■ **WHAT IS BEING ASKED**
Retype the stretch of the article below on documenting data pipelines from "Why Document Your" through "maintaining good documentation.", word for word.

■ **EXTRACT TO READ**
Pachyderm has been acquired by Hewlett Packard Enterprise - Learn more

Documenting Data Pipelines for Growing Machine Learning Teams

Machine learning (ML) data pipelines provide an efficient way to process and store data. They help automate data processing tasks, saving time and effort. They help keep track of data processing activities with a versioning system, making it easier to monitor and optimize your pipeline. They also help with sharing data processing results, boosting collaboration and innovation.

However, these benefits can’t be realized if you don’t document your data pipelines. This is especially true if your team is growing.

This article makes the case for why you should prioritize documenting your data pipelines and shares best practices for how to document data pipeline workflows.

Why Document Your Data Pipelines?

It’s easy to overlook or neglect documenting your data pipelines because it takes time. When your team is growing, it’s even more tempting to prioritize doing the work over creating and maintaining good documentation.

Prioritizing documentation is easier when you consider its benefits and high ROI. Good documentation gives team members a common understanding of your data pipelines. If done well, it results in tangible benefits:

  • Reduces onboarding time: This benefit applies to people working on new projects and new team members alike. Because they need to understand the data flow to contribute effectively to a project, clearly understanding the data pipeline lets them hit the ground running and be productive faster. Investing in documentation can save managers and senior team members time that would have been spent on onboarding.

■ **DATASET EXTRACT**

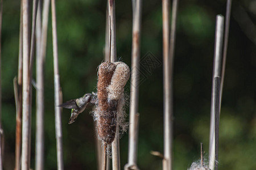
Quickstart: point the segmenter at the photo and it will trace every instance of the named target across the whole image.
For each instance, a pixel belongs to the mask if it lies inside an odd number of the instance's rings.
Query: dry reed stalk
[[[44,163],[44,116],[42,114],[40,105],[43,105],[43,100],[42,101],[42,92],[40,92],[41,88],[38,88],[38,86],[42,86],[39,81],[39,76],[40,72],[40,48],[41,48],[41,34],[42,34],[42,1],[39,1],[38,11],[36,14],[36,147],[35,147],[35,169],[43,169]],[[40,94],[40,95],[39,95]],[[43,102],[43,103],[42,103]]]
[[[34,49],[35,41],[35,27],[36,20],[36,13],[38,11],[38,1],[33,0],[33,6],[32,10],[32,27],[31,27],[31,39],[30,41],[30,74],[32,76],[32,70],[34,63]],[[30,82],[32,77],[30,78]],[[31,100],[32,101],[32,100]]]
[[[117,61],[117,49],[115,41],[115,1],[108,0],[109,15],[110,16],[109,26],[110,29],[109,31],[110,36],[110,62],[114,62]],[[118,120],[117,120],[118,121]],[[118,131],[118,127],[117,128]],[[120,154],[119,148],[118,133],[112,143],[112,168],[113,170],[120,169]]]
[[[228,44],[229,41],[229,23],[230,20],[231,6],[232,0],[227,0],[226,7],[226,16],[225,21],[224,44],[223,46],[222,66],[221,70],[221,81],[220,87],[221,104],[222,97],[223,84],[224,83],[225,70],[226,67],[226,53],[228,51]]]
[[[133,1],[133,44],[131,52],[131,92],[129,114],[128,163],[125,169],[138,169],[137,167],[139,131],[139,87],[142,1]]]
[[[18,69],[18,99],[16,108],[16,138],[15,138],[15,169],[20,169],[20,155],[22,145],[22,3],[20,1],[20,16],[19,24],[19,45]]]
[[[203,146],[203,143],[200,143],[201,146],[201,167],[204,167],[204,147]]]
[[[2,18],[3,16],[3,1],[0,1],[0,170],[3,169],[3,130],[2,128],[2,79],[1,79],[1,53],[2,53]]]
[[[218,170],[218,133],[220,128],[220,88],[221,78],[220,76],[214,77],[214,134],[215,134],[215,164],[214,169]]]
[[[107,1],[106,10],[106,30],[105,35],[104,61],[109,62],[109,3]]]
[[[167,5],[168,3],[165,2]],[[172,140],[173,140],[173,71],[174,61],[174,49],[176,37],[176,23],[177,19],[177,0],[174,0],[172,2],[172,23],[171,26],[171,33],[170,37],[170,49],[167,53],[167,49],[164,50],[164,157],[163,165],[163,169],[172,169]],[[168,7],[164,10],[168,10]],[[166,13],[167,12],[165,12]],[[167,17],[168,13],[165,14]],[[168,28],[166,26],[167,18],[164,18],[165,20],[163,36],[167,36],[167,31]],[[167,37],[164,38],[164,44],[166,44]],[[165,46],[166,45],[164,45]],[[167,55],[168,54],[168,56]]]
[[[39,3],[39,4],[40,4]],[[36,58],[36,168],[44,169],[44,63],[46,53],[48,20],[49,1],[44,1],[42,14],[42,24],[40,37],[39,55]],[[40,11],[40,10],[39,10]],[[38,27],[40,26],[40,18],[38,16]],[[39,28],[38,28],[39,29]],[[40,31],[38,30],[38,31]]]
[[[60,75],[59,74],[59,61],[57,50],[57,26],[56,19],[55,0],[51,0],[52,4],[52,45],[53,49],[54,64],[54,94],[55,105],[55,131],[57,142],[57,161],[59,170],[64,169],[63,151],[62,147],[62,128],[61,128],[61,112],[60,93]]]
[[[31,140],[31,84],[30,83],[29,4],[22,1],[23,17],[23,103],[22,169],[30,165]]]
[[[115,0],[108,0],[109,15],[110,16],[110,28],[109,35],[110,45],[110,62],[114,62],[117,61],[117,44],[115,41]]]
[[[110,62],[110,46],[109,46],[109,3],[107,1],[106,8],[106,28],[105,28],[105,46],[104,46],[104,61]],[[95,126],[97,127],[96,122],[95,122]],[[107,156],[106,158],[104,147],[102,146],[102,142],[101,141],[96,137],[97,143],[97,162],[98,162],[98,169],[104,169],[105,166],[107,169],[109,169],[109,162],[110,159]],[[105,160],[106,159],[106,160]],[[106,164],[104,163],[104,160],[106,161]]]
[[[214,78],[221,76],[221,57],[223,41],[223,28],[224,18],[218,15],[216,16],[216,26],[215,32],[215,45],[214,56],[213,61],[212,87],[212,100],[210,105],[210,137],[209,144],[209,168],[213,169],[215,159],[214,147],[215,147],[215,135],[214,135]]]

---

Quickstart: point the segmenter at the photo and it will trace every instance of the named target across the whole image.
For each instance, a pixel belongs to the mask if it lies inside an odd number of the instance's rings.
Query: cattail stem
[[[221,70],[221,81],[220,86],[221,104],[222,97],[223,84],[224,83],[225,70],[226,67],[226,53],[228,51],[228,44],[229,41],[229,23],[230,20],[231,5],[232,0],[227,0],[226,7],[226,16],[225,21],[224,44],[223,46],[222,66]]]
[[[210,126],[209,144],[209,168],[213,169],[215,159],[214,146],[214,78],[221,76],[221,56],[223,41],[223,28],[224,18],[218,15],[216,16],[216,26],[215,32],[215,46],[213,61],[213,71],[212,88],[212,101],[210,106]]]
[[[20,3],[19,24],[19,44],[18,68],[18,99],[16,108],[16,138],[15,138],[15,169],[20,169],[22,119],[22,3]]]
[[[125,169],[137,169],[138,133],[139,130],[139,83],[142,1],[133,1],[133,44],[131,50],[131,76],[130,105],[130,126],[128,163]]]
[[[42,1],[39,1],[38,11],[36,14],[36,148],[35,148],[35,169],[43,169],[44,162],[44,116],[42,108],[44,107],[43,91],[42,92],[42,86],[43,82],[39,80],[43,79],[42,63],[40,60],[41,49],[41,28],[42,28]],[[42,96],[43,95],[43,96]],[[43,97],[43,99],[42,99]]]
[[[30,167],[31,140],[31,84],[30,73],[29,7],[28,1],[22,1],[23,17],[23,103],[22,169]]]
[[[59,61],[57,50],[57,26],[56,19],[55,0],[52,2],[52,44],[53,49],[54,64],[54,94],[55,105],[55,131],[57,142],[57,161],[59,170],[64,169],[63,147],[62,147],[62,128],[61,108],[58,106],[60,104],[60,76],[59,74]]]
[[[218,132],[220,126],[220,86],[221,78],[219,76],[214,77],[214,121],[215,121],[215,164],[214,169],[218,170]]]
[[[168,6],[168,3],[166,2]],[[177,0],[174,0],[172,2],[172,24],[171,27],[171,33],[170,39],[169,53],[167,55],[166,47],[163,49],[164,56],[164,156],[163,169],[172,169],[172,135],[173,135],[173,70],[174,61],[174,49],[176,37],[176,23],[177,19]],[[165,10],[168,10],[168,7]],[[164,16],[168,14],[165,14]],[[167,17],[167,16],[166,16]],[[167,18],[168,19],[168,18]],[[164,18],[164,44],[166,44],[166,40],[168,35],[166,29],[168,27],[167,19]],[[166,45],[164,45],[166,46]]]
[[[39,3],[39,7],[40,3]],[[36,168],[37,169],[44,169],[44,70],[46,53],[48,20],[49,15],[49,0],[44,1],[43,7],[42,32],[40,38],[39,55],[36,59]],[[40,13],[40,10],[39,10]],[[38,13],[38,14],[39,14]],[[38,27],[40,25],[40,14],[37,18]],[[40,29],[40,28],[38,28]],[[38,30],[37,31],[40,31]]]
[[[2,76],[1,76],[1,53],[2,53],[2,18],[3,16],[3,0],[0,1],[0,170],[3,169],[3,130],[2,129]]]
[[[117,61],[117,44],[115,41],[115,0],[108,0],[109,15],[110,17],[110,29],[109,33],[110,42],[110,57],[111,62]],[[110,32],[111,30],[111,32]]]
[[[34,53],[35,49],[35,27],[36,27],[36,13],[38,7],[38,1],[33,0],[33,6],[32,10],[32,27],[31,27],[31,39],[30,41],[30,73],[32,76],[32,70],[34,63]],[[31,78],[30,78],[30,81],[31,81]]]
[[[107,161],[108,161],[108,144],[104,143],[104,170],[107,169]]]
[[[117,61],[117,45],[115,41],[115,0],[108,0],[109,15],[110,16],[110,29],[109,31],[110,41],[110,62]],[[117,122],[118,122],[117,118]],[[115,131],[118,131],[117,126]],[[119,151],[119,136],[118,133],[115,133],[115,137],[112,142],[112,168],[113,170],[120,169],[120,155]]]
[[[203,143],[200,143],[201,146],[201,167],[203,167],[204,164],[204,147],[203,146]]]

■ **COMPLETED EXERCISE**
Why Document Your Data Pipelines?

It’s easy to overlook or neglect documenting your data pipelines because it takes time. When your team is growing, it’s even more tempting to prioritize doing the work over creating and maintaining good documentation.